• _Extract to read_:
###

By M L Satyan

Coimbatore, Aug 27, 2024: As India is witnessing an upsurge of sexual abuses, we tend to think that we need to protect girls. Continuous advice is given to parents: “Protect your daughters.”

In fact, this advice is not debated. But a spontaneous question arises: “Is it enough to protect our daughters?” At this introspective stage, I received a thought-provoking WhatsApp picture with a caption: “Educate your sons.”

Frightening Facts:

• An average 90 rapes a day were reported in India in 2022, according to data from India’s National Crime Records Bureau (NCRB).
• We are now in 2024. The true figure is likely to be much higher, as many such crimes go unreported due to fear of reprisal, prevailing stigmas around victims and a lack of faith in police investigations.
• In 2023, the Georgetown Institute for Women, Peace and Security ranked India 128 among 177 countries in its annual index on women’s inclusion, justice and security.
• According to the World Bank, 35 percent of Indian women between the ages of 15 and 49 have experienced physical or sexual violence at the hands of their partners, higher than the world average of 27 percent.

###

• _Provided data_:
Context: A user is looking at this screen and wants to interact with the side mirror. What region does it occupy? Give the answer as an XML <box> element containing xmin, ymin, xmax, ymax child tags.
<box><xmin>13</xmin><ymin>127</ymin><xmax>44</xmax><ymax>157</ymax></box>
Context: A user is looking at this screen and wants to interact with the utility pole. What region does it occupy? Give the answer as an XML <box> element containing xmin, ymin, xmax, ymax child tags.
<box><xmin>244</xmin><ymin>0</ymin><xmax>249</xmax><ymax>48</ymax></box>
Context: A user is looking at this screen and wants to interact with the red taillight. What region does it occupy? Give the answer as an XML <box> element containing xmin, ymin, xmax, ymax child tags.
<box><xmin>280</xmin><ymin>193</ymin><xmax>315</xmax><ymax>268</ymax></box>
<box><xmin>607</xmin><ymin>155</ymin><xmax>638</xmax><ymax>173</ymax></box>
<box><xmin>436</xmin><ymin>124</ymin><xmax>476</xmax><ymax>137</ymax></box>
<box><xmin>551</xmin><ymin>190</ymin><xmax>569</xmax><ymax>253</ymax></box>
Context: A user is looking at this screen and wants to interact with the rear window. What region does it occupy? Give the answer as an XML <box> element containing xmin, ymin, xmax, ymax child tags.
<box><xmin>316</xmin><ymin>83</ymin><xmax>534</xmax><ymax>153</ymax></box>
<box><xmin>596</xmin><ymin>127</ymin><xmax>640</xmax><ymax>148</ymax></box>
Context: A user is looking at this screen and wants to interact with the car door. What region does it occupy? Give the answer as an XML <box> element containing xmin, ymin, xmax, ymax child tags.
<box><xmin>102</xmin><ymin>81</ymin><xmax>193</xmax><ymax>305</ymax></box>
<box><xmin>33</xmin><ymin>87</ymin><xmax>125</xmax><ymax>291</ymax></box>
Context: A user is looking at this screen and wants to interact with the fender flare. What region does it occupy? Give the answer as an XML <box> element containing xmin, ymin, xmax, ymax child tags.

###

• _Task directions_:
Continue the article about sexual violence in India and the call to educate sons, picking up after its final sentence. The material comes from a separate, unrelated source.

• _Result of the exercise_:
• Nearly 45,000 rape cases were investigated between 2022 and 2023, the latest year for which statistics are available from India’s NCRB. But among the cases that went to trial, there were convictions in just over 5,000 — a rate of 27.4 percent, lower than for cases of murder, kidnapping and other violent crimes.
• Many schools lack policies around sexual harassment, teachers often feel ill-prepared to identify or intervene when they witness harassment, and students have little trust that adults will protect them even if they do speak up.
• Too many young people receive confusing and conflicting information about puberty, relationships, love and sex, as they make the transition from childhood to adulthood. A growing number of studies show that young people are turning to the digital environment as a key source of information about sexuality.
• Gender abusive languages, taking the name of a mother or sister, have become normal and accepted among the youth.

Comprehensive Sexuality Education:

It is a curriculum-based process of teaching and learning about the cognitive, emotional, physical and social aspects of sexuality. It aims to equip children and young people with knowledge, skills, attitudes and values that empowers them to realize their health, well-being and dignity; develop respectful social and sexual relationships; consider how their choices affect their own well-being and that of others; and understand and ensure the protection of their rights throughout their lives.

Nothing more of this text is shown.